Every entry needs to be reproduced exactly.

━━ Given records ━━

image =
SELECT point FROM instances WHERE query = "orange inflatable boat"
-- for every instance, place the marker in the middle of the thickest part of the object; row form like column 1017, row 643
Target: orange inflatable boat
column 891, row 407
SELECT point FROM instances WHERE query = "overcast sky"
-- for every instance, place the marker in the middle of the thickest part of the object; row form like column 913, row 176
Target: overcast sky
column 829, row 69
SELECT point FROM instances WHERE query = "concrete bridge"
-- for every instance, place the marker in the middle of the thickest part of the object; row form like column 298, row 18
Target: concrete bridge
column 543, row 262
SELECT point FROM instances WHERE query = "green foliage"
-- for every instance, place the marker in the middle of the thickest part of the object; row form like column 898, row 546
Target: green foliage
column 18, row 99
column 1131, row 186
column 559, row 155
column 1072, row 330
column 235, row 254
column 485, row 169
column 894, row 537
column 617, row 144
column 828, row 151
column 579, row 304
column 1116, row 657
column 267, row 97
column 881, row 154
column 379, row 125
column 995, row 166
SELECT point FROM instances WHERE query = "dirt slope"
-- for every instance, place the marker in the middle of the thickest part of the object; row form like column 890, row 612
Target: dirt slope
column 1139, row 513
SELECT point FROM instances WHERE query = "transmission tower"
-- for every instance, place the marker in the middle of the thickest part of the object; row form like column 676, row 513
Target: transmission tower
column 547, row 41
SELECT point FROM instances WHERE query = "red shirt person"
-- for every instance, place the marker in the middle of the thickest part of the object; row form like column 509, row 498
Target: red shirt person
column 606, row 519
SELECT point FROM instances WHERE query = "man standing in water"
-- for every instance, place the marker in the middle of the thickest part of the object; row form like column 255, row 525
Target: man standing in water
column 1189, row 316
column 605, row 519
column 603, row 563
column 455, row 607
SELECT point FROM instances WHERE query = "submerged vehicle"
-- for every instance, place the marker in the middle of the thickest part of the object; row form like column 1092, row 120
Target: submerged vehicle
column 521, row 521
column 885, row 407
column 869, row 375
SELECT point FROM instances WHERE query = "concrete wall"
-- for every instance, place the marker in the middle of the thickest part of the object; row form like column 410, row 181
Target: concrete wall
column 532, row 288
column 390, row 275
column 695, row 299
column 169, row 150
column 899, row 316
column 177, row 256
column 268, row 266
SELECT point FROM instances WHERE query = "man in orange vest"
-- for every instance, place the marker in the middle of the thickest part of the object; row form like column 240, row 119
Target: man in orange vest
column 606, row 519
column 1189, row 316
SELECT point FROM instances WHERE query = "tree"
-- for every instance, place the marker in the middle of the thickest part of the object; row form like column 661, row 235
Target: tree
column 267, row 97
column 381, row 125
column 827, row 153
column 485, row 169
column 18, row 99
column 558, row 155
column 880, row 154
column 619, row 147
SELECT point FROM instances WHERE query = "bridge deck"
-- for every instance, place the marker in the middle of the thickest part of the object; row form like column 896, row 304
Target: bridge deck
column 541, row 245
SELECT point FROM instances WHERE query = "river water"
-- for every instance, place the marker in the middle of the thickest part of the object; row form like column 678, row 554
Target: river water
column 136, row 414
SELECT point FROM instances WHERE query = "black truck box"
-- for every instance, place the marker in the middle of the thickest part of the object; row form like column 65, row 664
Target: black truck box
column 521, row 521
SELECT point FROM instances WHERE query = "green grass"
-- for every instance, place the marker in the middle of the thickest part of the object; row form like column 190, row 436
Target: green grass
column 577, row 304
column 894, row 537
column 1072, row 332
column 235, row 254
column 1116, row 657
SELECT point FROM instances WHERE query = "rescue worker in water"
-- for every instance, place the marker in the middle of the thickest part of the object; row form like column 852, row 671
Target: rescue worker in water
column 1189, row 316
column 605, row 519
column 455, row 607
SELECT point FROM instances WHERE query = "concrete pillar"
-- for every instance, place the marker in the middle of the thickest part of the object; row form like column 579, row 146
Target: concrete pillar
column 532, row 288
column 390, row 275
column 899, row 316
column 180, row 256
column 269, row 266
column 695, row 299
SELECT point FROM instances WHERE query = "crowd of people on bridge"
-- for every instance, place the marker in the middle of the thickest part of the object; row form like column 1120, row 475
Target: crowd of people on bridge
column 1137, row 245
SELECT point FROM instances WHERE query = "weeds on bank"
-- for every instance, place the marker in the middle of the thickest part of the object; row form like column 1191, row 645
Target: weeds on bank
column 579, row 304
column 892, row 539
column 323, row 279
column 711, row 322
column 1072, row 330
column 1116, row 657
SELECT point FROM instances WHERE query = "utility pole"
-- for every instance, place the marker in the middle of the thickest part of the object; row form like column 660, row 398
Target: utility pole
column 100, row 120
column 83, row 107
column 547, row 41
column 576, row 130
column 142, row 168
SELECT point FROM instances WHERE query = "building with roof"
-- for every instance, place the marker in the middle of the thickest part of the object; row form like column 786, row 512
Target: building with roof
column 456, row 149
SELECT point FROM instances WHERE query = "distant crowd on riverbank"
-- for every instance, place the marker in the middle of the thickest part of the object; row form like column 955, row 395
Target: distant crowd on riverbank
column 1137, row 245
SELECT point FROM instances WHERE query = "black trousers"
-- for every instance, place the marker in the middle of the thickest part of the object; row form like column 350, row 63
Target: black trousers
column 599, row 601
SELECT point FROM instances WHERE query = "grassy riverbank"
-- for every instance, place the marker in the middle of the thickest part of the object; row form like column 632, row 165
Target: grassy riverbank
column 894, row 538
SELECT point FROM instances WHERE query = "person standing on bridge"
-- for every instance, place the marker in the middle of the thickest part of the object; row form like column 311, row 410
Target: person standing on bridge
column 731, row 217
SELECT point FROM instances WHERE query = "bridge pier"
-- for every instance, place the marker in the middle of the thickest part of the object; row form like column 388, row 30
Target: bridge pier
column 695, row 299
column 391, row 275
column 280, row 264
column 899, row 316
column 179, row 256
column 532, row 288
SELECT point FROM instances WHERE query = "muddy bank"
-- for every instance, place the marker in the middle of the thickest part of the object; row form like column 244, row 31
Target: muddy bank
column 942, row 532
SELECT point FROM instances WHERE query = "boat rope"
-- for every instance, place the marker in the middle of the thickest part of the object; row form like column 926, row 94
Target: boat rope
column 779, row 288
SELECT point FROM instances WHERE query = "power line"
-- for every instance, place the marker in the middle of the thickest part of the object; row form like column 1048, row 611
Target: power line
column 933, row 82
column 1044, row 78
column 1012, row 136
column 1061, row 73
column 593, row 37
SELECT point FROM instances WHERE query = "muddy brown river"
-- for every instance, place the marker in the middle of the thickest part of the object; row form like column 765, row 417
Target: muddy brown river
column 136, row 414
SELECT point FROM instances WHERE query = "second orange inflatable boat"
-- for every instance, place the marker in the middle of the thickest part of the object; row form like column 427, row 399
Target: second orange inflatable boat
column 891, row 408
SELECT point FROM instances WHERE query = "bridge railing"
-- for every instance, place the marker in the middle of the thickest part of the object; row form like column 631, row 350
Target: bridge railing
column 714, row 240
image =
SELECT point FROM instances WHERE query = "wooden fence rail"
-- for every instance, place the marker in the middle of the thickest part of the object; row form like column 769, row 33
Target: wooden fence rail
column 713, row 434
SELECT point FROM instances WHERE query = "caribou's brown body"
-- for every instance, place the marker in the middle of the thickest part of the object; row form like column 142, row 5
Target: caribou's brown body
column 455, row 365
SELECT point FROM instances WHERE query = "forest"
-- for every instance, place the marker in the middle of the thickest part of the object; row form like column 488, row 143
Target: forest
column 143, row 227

━━━

Written response:
image =
SELECT point FROM instances WHERE query = "orange inflatable boat"
-- for every instance, place the marker in the middle of the thickest part of the object; row form like column 1017, row 643
Target: orange inflatable boat
column 891, row 407
SELECT point FROM instances WHERE query = "overcast sky"
-- for every instance, place the marker in the middle of the thickest part of the object; row form like column 913, row 176
Target: overcast sky
column 829, row 69
SELECT point FROM instances WHERE query = "concrete bridge"
-- for every instance, place the marker in the middle of the thickest part of the object; row form like column 298, row 18
Target: concrete bridge
column 543, row 262
SELECT point FROM instances WHERE query = "green foliage"
-- for every instance, place the marker in the middle of the thickest part of the object; row form like column 898, row 546
Target: green foliage
column 18, row 99
column 1131, row 186
column 559, row 155
column 1072, row 330
column 235, row 254
column 485, row 169
column 894, row 537
column 617, row 144
column 828, row 151
column 579, row 304
column 1116, row 657
column 267, row 97
column 881, row 154
column 379, row 125
column 995, row 166
SELECT point FROM instances WHERE query = "dirt slope"
-- for every instance, place the marker in the middle of the thickest part of the object; row form like column 890, row 612
Target: dirt slope
column 1139, row 513
SELECT point FROM instances WHERE query = "transmission tower"
-- for every instance, place the marker in the middle of the thickest part of the object; row form like column 676, row 513
Target: transmission tower
column 547, row 41
SELECT point FROM instances WHERE query = "red shirt person"
-- for every instance, place the marker in the middle of the thickest part of the object; row form like column 509, row 498
Target: red shirt person
column 606, row 519
SELECT point FROM instances WHERE query = "man standing in water"
-- for every instance, place the marker in the middle of the thickest part of the object; row form like column 255, row 525
Target: man standing in water
column 1189, row 316
column 605, row 519
column 603, row 563
column 455, row 607
SELECT point FROM instances WHERE query = "submerged vehicle"
-- for every instance, place the marker in the middle of the thickest part of the object; row form like column 1092, row 120
Target: submerged vehicle
column 521, row 521
column 885, row 407
column 869, row 375
SELECT point FROM instances WHERE query = "concrete wall"
-- for every instance, place the marker in the middle of the thickest part of the object; row form like column 410, row 181
Target: concrete wall
column 532, row 288
column 390, row 275
column 695, row 299
column 169, row 150
column 899, row 316
column 177, row 256
column 268, row 266
SELECT point FROM instances WHERE query = "man in orange vest"
-- for every instance, place the marker in the middle of the thickest part of the object; row form like column 240, row 119
Target: man in orange vest
column 606, row 519
column 1189, row 316
SELECT point FROM instances WHERE query = "tree"
-- for every instance, place the marker in the middle of the thickest part of the object; row form like column 661, row 235
Target: tree
column 267, row 97
column 381, row 125
column 827, row 153
column 485, row 169
column 18, row 99
column 558, row 155
column 880, row 154
column 619, row 147
SELECT point FROM instances WHERE query = "bridge deck"
-- for every instance, place the marker in the middle of the thickest part of the object; row form like column 896, row 304
Target: bridge deck
column 541, row 245
SELECT point FROM instances WHERE query = "river water"
-- for every instance, place the marker in the middle of the thickest part of the object; row form like column 678, row 554
Target: river water
column 136, row 414
SELECT point FROM instances WHERE query = "black truck box"
-- for every instance, place the marker in the middle of the thickest part of the object; row form like column 65, row 664
Target: black truck box
column 521, row 521
SELECT point FROM instances WHERE query = "green grass"
-- for every instance, place the marker in the middle of the thickest part of the object; row form like column 190, row 436
Target: green grass
column 577, row 304
column 894, row 537
column 1072, row 332
column 235, row 254
column 1116, row 657
SELECT point FROM instances WHERE query = "rescue worker in water"
-- for every instance, place the marker in the middle of the thickest part of the object; row form like column 852, row 671
Target: rescue worker in water
column 1189, row 316
column 605, row 519
column 455, row 607
SELECT point FROM instances WHERE query = "concrete pillar"
-- for every instance, place the marker in the middle of the thickest part of the object; row form like column 579, row 146
Target: concrete pillar
column 532, row 288
column 390, row 275
column 899, row 316
column 180, row 256
column 269, row 266
column 695, row 299
SELECT point FROM instances WHERE query = "crowd of people on bridge"
-- for every instance, place the marker in the middle of the thickest part of the object; row form like column 1120, row 475
Target: crowd of people on bridge
column 1137, row 245
SELECT point FROM instances WHERE query = "weeds on bank"
-- for every instance, place the marker in the middle of the thickest part of the object; row form like column 1191, row 645
Target: weeds on bank
column 579, row 304
column 892, row 539
column 323, row 279
column 711, row 322
column 1072, row 330
column 1116, row 657
SELECT point FROM instances WHERE query = "utility pole"
-- for every instance, place the marker in the middle of the thickest part of the object; row form like column 660, row 398
Target: utility pole
column 100, row 120
column 83, row 107
column 547, row 41
column 576, row 130
column 142, row 168
SELECT point FROM instances WHERE query = "building with roof"
-- for every instance, place the marker in the middle of the thickest part of the object; row form like column 786, row 512
Target: building with roof
column 456, row 149
SELECT point FROM instances WHERE query = "distant crowd on riverbank"
-- for every instance, place the marker in the middle of the thickest part of the object; row form like column 955, row 395
Target: distant crowd on riverbank
column 1137, row 245
SELECT point FROM instances WHERE query = "black trousers"
-- for every instance, place the marker in the middle of the thickest part of the object; row form like column 350, row 63
Target: black trousers
column 599, row 601
SELECT point FROM instances WHERE query = "grassy riverbank"
-- for every instance, place the marker in the middle of the thickest part of the object; row form like column 632, row 165
Target: grassy riverbank
column 894, row 538
SELECT point FROM instances WHERE query = "person standing on bridge"
-- for every instance, place the marker in the middle of the thickest part of the object; row form like column 311, row 410
Target: person standing on bridge
column 731, row 217
SELECT point FROM instances WHERE query = "bridge pier"
-- for every instance, place the marker in the middle of the thickest part of the object; row form like column 388, row 30
Target: bridge pier
column 695, row 299
column 391, row 275
column 280, row 264
column 899, row 316
column 179, row 256
column 532, row 288
SELECT point FROM instances WHERE query = "muddy bank"
-- for every instance, place the marker in the middle of the thickest part of the object; row form like column 244, row 31
Target: muddy bank
column 942, row 532
SELECT point FROM instances WHERE query = "boat rope"
-- for every instance, place the marker in the middle of the thickest part of the object; row form like column 926, row 94
Target: boat rope
column 779, row 288
SELECT point FROM instances WHERE query = "power line"
-- for every instance, place the marker in the middle of the thickest part of the object; row form like column 1048, row 611
Target: power line
column 933, row 82
column 1044, row 78
column 1012, row 136
column 1061, row 73
column 593, row 37
SELECT point FROM instances WHERE query = "muddy brown river"
-- for every instance, place the marker in the middle of the thickest part of the object; row form like column 765, row 417
Target: muddy brown river
column 136, row 414
SELECT point FROM instances WHERE query = "second orange inflatable boat"
-- for every instance, place the marker in the middle of the thickest part of the object; row form like column 427, row 399
Target: second orange inflatable boat
column 891, row 408
SELECT point FROM instances WHERE query = "bridge railing"
-- for every instance, place the marker in the middle of the thickest part of the object; row form like column 631, row 350
Target: bridge railing
column 714, row 240
image =
SELECT point FROM instances WHERE query = "wooden fence rail"
-- for every instance, place the marker in the middle of the thickest part of the object; row form like column 769, row 33
Target: wooden fence rail
column 713, row 434
SELECT point FROM instances WHERE query = "caribou's brown body"
-- for every instance, place the marker in the middle of the thickest part of the object; row form like column 142, row 5
Target: caribou's brown body
column 455, row 365
SELECT point FROM instances WHERE query = "forest"
-- for every instance, place the marker in the middle of the thickest part of the object; row form like column 488, row 143
Target: forest
column 143, row 227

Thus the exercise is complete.